* [Task goal] Count the lines in the records below that contain the word "after", and give that figure alone.

* [Provided records]
+++

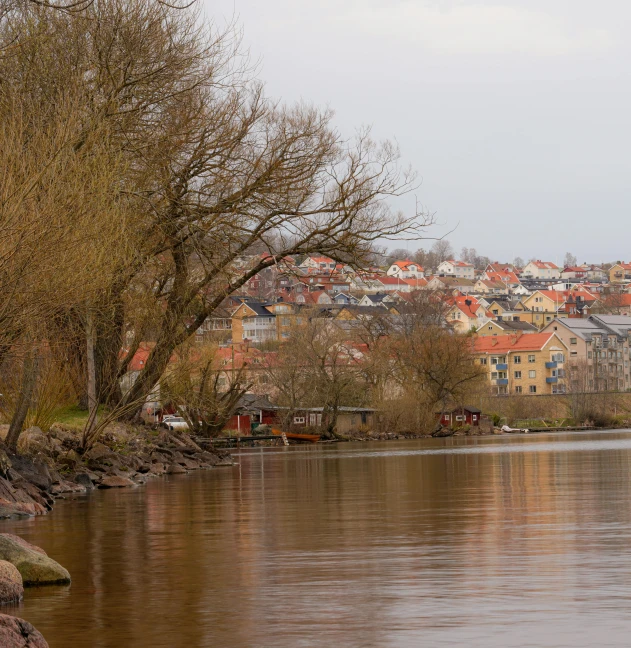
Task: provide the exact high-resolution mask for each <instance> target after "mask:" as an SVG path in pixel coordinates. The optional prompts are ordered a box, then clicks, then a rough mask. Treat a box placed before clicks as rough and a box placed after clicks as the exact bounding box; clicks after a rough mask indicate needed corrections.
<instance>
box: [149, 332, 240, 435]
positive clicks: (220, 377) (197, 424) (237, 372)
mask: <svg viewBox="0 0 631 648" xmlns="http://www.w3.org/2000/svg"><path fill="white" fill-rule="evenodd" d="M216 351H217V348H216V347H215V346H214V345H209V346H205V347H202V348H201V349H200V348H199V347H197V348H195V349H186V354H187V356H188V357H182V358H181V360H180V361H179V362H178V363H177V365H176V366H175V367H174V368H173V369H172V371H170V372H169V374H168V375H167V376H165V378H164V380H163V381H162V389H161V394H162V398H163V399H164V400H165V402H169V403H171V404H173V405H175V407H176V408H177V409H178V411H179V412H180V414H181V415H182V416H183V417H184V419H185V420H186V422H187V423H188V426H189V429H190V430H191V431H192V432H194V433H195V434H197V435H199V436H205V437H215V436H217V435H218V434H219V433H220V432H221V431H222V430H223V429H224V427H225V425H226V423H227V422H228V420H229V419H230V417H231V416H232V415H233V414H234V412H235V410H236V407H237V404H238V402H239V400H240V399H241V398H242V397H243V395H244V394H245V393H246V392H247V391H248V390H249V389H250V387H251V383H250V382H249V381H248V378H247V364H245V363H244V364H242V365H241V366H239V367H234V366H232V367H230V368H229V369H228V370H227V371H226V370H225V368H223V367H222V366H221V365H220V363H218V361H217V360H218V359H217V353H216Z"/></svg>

+++

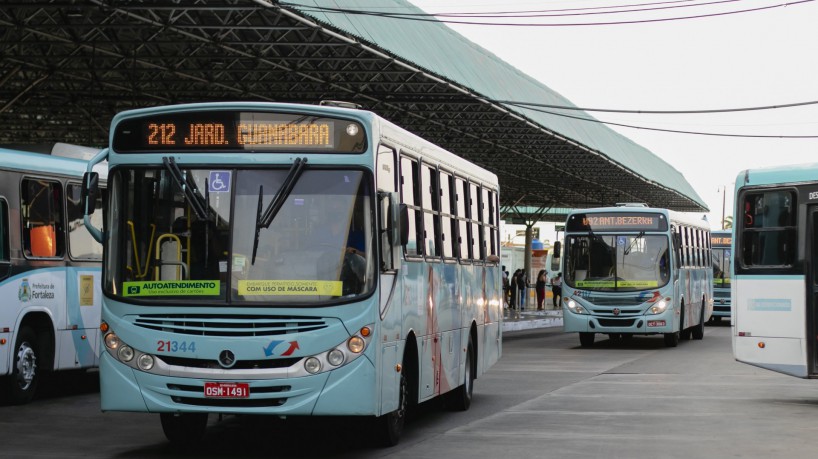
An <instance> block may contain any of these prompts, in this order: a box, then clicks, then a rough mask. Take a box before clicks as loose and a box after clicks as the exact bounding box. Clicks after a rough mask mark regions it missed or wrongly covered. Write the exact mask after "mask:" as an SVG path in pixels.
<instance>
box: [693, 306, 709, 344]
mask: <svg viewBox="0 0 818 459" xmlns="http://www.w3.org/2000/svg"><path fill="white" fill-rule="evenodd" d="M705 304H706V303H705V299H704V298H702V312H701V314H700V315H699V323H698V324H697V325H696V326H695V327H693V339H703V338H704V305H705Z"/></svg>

+++

* [Written solution] 2